The listing below contains a span that opens with the line containing "(a) Find the striped shirt" and closes with the line containing "(a) Find the girl with". Return that span exactly.

::: Data to examine :::

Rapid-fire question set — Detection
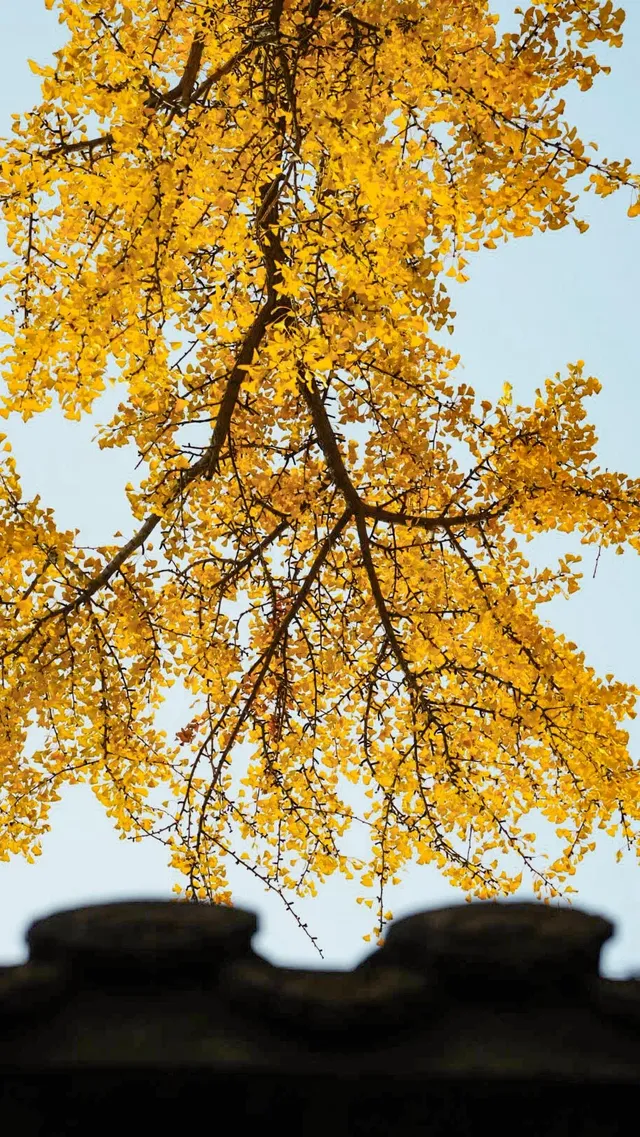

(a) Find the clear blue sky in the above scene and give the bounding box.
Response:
[0,1,639,975]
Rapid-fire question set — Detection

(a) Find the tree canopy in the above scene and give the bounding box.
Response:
[1,0,639,943]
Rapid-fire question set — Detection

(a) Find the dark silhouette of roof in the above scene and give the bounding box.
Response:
[0,900,638,1133]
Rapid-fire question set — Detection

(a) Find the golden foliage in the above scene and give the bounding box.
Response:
[1,0,639,941]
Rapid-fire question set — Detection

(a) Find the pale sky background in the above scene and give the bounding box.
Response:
[0,1,639,975]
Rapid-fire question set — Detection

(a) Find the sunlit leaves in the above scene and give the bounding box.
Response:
[0,1,638,942]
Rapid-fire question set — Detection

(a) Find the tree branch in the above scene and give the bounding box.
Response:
[145,38,204,108]
[355,511,422,702]
[299,376,361,511]
[300,376,510,533]
[193,506,353,835]
[45,134,114,158]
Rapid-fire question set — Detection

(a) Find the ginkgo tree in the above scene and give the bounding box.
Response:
[1,0,639,944]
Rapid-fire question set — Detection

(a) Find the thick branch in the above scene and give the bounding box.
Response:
[299,376,361,511]
[300,376,510,533]
[2,512,161,661]
[12,160,292,653]
[5,298,276,652]
[370,502,510,531]
[67,514,160,608]
[44,40,254,159]
[198,293,281,480]
[145,38,204,108]
[355,512,422,701]
[46,134,114,158]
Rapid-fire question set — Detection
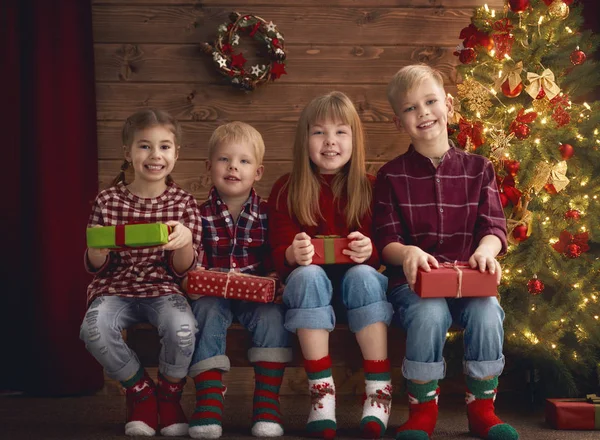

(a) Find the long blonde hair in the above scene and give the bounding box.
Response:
[280,91,371,228]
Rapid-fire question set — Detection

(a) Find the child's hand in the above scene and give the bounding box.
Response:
[291,232,314,266]
[162,221,193,251]
[469,247,502,285]
[344,231,372,264]
[87,225,110,268]
[182,267,204,300]
[402,245,439,291]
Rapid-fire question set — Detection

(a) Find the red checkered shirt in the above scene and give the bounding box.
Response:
[373,143,507,289]
[197,186,271,275]
[85,183,202,305]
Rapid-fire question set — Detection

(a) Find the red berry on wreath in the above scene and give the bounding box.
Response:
[512,224,529,242]
[509,0,530,13]
[564,209,581,221]
[527,278,544,295]
[558,143,574,160]
[501,80,523,98]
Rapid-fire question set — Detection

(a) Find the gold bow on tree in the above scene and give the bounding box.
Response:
[495,61,523,92]
[526,69,561,100]
[530,161,570,193]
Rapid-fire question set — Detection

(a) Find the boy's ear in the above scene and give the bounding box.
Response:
[205,159,212,172]
[254,164,264,182]
[392,115,403,132]
[445,94,454,117]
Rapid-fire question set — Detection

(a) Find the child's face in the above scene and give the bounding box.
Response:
[207,140,263,200]
[393,77,453,146]
[124,125,178,185]
[308,119,353,175]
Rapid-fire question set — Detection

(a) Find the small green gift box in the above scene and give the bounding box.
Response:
[86,223,171,249]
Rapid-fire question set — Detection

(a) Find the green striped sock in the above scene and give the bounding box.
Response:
[251,361,286,437]
[189,370,225,439]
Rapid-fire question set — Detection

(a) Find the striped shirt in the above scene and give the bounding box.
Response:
[198,186,271,275]
[85,183,202,305]
[373,143,507,289]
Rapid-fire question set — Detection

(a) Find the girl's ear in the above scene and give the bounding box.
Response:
[123,145,131,161]
[175,146,180,161]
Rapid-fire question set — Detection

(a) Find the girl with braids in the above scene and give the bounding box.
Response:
[80,108,201,437]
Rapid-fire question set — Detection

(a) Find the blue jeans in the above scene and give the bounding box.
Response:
[79,294,197,381]
[188,296,292,377]
[283,264,393,333]
[388,283,505,381]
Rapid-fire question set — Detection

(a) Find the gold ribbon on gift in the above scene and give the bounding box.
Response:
[441,261,468,298]
[315,235,341,264]
[526,69,561,101]
[495,61,523,92]
[529,161,569,193]
[586,394,600,429]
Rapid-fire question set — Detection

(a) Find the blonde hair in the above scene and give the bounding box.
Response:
[113,108,182,186]
[280,91,371,228]
[208,121,266,165]
[387,64,445,115]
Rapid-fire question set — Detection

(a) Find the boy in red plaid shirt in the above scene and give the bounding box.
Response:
[373,65,518,440]
[182,122,292,439]
[80,109,202,437]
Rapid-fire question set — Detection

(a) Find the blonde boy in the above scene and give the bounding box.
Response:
[184,122,292,439]
[373,65,518,440]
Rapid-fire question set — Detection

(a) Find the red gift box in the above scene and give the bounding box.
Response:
[546,395,600,430]
[311,236,354,265]
[186,270,278,303]
[414,262,497,298]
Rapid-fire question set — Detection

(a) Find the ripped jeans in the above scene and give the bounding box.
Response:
[80,294,197,382]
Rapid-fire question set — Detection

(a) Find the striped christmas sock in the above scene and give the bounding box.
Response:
[305,356,336,440]
[360,359,392,439]
[465,376,518,440]
[189,370,226,439]
[251,361,286,437]
[395,380,439,440]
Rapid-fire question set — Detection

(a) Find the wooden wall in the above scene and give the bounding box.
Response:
[92,0,504,200]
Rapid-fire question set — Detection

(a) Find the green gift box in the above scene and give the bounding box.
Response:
[86,223,171,249]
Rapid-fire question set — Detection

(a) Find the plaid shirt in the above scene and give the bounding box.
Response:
[85,183,202,305]
[373,143,507,289]
[198,186,271,275]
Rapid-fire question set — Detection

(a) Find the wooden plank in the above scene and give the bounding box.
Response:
[95,83,458,122]
[98,159,387,200]
[94,43,460,84]
[92,1,505,8]
[97,121,411,161]
[92,6,483,46]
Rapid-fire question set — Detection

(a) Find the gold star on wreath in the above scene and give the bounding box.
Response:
[488,129,515,162]
[457,78,493,117]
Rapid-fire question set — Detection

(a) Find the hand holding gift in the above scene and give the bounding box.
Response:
[414,261,498,298]
[86,223,172,249]
[343,231,372,264]
[400,245,439,291]
[311,235,355,265]
[162,221,193,251]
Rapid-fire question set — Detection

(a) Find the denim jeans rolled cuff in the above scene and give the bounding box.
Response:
[347,300,394,333]
[188,354,231,377]
[463,355,505,379]
[248,347,293,364]
[402,357,447,382]
[284,305,335,334]
[105,355,141,382]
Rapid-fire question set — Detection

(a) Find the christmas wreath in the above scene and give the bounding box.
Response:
[201,12,287,91]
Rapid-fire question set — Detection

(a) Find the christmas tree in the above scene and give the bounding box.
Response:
[451,0,600,397]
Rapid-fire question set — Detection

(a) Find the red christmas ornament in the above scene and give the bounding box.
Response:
[563,0,574,5]
[559,143,574,160]
[477,33,494,51]
[499,192,509,208]
[509,0,530,13]
[527,278,545,295]
[512,224,529,242]
[570,49,586,65]
[544,183,558,194]
[565,243,582,258]
[541,0,553,5]
[564,209,581,221]
[501,79,523,98]
[504,160,521,176]
[536,88,546,100]
[512,124,530,140]
[456,48,477,64]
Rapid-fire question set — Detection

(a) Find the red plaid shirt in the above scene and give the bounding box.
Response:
[85,183,202,305]
[198,186,271,275]
[373,143,507,289]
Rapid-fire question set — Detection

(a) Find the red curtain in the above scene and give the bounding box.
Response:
[1,0,103,395]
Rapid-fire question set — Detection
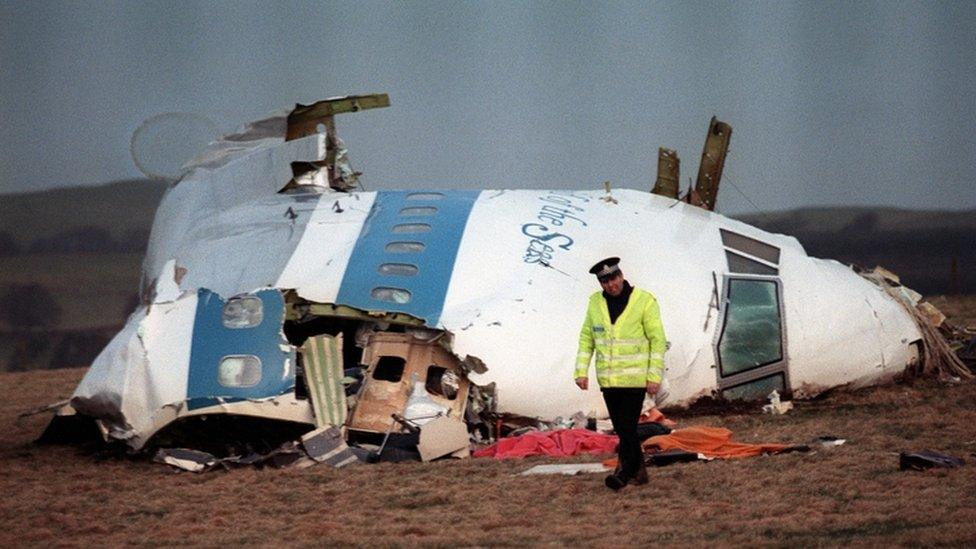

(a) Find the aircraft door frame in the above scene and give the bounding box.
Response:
[712,273,790,399]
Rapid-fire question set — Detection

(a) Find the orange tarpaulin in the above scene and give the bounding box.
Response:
[643,426,793,458]
[604,426,796,468]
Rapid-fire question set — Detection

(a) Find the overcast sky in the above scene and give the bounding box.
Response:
[1,0,974,215]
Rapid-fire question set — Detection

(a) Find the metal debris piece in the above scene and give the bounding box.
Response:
[153,448,218,473]
[652,148,680,199]
[811,436,846,449]
[284,94,389,191]
[859,267,973,380]
[600,181,618,204]
[762,389,793,415]
[917,302,947,329]
[518,463,610,476]
[417,416,469,462]
[694,116,732,211]
[300,334,348,428]
[286,94,391,141]
[18,399,70,419]
[899,449,966,471]
[300,425,359,468]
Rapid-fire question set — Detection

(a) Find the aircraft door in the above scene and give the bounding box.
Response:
[713,275,790,400]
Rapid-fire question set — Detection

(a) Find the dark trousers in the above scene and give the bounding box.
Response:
[602,387,646,480]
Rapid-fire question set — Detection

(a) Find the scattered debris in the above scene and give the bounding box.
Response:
[859,266,973,380]
[417,416,470,461]
[347,331,469,433]
[811,436,847,449]
[645,448,707,467]
[301,425,359,468]
[153,448,218,473]
[762,389,794,415]
[600,181,618,204]
[693,116,732,211]
[18,399,70,420]
[651,148,680,199]
[899,450,966,471]
[917,302,947,329]
[519,463,610,476]
[301,335,348,428]
[636,421,672,442]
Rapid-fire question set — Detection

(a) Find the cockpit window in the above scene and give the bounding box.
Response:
[720,229,781,264]
[725,251,778,276]
[718,279,783,376]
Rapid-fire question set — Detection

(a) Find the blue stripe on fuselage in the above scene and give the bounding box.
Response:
[185,288,294,410]
[336,190,480,326]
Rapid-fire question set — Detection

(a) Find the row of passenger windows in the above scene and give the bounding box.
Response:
[370,193,446,304]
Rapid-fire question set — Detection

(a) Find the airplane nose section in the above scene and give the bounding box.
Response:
[784,258,922,394]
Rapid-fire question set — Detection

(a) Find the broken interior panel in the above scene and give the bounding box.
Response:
[348,331,468,433]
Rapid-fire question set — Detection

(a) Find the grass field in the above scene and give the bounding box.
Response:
[1,297,974,546]
[0,252,142,331]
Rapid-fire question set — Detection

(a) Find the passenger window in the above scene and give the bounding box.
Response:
[399,206,437,216]
[718,279,783,376]
[385,241,425,253]
[392,223,431,234]
[406,192,444,201]
[371,287,412,303]
[218,355,262,387]
[377,263,419,276]
[222,296,264,329]
[722,373,785,400]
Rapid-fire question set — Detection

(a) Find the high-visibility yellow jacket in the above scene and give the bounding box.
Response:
[574,288,667,387]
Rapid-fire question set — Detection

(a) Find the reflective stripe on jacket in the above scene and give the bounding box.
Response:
[574,287,667,387]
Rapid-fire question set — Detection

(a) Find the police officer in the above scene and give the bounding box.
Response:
[574,257,667,491]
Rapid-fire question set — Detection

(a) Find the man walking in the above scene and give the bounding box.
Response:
[574,257,667,491]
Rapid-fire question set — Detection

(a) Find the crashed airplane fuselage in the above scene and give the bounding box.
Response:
[70,99,922,449]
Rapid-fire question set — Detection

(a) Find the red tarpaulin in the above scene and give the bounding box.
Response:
[473,428,619,459]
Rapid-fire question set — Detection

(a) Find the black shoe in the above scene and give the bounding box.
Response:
[604,474,627,491]
[629,465,648,486]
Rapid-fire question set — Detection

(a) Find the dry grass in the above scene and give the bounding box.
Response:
[2,300,976,547]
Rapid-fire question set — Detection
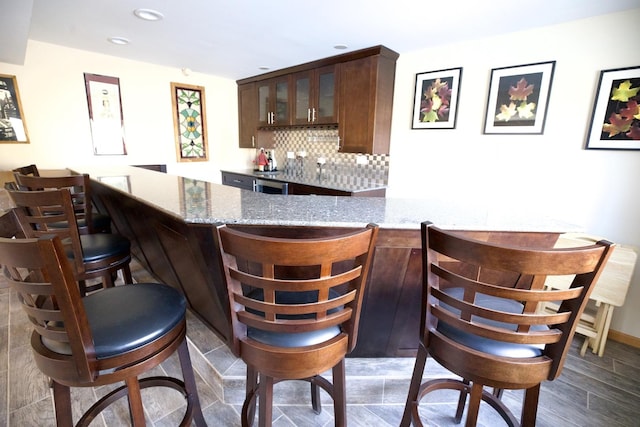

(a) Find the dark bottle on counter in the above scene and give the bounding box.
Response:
[267,151,273,171]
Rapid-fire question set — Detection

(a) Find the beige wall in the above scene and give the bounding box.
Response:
[0,40,243,182]
[1,9,639,339]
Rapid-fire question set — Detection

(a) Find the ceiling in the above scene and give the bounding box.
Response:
[3,0,638,81]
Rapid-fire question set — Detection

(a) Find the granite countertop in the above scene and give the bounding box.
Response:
[72,165,577,232]
[221,168,387,193]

:::

## Output below
(a) Find the striped shirt in the above scene and give the bounding box.
Response:
[198,186,271,275]
[85,183,202,305]
[373,143,507,289]
Rapid-fire question set — Detection

(a) Find the girl's ear in the above scene and give the bounding box.
Response:
[123,145,131,161]
[175,146,180,161]
Rapid-fire question set — Detection

(a) Find the girl with braids in the above scene and give the bounding box.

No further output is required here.